PASSAGE PROVIDED ->
● ● ● ●

Investing: What is a Mutual Fund?

Take Ownership in Investment Opportunities
Mutual funds are among the most popular and versatile financial planning vehicles today. They can be useful in achieving the short and long-term goals you've established by completing your personal financial strategy.

A mutual fund is an investment company that combines money from individuals and invests in a diversified portfolio of securities. Each investor is a shareholder who buys shares of the fund. Each share represents a proportion of ownership in the fund's assets.

There are different types of mutual funds, and each type is designed to benefit from either a short-term or long-term investment strategy.
Long-Term Funds
§  Stock/Equity - funds that invest in a variety of stocks.
§  Index - equity funds that attempt to mirror the performance of a specific index, such as the S&P 500.
§  Bond - funds that invest in a variety of bonds.
§  Hybrid - funds that invest in a combination of stocks, bonds and other securities.
Short-Term Funds
§  Money Market -funds that invest in securities that generally mature in one year or less (very liquid).

● ● ● ●

INFORMATION GIVEN ->

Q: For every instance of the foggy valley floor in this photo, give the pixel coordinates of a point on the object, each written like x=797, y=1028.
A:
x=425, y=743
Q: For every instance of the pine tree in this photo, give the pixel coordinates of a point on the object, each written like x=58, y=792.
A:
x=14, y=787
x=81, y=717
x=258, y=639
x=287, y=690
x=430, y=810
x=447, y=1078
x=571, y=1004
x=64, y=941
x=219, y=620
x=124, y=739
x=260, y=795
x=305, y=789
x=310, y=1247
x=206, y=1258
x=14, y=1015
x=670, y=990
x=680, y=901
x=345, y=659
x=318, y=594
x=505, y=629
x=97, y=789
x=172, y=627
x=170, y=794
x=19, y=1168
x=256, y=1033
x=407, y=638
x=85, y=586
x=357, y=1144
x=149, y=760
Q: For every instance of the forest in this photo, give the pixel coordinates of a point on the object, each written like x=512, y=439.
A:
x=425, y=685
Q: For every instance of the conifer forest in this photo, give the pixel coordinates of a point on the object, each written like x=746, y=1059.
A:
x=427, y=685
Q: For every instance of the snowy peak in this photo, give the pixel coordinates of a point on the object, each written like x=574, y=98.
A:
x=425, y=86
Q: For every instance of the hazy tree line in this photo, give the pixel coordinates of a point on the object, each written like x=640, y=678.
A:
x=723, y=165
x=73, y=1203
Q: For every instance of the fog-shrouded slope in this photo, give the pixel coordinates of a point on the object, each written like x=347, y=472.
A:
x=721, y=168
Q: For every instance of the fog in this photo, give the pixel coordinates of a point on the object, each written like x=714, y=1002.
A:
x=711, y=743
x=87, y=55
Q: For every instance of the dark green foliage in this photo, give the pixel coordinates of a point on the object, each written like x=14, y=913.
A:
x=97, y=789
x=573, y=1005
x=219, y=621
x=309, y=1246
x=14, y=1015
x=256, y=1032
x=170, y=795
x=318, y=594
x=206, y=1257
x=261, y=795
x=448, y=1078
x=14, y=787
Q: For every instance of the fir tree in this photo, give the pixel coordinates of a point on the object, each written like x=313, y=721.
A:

● ● ● ●

REQUIRED WORK ->
(a) Using the mutual fund passage, list every type of fund it places under long-term funds.
(b) In the mutual fund passage, what does each share in a fund represent?

EXERCISE SOLUTIONS ->
(a) Stock/Equity, Index, Bond, Hybrid

(b) Each share represents a proportion of ownership in the fund's assets.